[Text under study]

Design, Integration, and Evaluation of a Dual-Arm Robotic System for High Throughput Tissue Sampling from Potato Tubers

G., Divyanth L., Sabir, Syed Usama Bin, Rathore, Divya, Khot, Lav R., Mattupalli, Chakradhar, Karkee, Manoj

arXiv.org Artificial Intelligence 

Manual tissue extraction from potato tubers for molecular pathogen detection is highly laborious. This study presents a machine-vision-guided, dual-arm coordinated inline robotic system integrating tuber grasping and tissue sampling mechanisms. Tubers are transported on a conveyor that halts when a YOLOv11-based vision system detects a tuber within the workspace of a one-prismatic-degree-of-freedom (P-DoF) robotic arm. This arm, equipped with a gripping end-effector, secures and positions the tuber for sampling. The second arm, a 3-P-DoF Cartesian manipulator with a biopsy punch-based end-effector, then performs tissue extraction guided by a YOLOv10-based vision system that identifies the sampling sites on the tuber such as eyes or stolon scars. The sampling involves four stages: insertion of the punch into the tuber, punch rotation for tissue detachment, biopsy punch retraction, and deposition of the tissue core onto a collection site. The system achieved an average positional error of 1.84 mm along the tuber surface and a depth deviation of 1.79 mm from a 7.00 mm target. The success rate for core extraction and deposition was 81.5%, with an average sampling cycle of 10.4 seconds. The total cost of the system components was under $1,900, demonstrating the system's potential as a cost-effective alternative to labor-intensive manual tissue sampling. Future work will focus on optimizing for multi-site sampling from a single tuber and validation in commercial settings.

[/Text under study]

How to complete this task: Translate this sentence from the potato sampling abstract into Spanish: "This arm, equipped with a gripping end-effector, secures and positions the tuber for sampling." The records below come from a source unrelated to the potato sampling abstract.

[Record excerpts]

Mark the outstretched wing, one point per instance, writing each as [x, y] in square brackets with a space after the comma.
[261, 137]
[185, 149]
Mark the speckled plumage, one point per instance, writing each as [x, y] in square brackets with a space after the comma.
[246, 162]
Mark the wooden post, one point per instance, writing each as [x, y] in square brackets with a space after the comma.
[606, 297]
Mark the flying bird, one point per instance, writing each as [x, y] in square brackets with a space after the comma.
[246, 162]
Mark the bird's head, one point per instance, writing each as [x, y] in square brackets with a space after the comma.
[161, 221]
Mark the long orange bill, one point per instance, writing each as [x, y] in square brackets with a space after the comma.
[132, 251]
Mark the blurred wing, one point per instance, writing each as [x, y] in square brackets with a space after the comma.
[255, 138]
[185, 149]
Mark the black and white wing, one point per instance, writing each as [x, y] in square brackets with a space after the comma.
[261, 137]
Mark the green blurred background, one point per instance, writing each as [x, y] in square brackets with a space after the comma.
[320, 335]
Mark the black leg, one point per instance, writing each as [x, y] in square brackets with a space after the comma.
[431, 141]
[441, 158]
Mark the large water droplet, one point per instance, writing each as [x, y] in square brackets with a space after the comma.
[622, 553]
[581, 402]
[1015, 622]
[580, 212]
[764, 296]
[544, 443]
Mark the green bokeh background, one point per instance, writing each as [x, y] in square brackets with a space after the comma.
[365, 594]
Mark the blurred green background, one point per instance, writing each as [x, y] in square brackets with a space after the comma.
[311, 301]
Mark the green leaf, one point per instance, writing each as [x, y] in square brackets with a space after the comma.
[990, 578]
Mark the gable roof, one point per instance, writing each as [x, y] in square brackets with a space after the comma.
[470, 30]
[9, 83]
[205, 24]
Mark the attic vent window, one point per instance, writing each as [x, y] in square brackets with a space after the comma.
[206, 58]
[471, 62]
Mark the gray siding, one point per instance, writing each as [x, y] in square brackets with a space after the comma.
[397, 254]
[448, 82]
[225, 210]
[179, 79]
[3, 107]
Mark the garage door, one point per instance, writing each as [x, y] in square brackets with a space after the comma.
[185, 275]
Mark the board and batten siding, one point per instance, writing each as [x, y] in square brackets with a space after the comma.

[/Record excerpts]

Answer space: Este brazo, equipado con un efector final de agarre, sujeta y posiciona el tubérculo para el muestreo.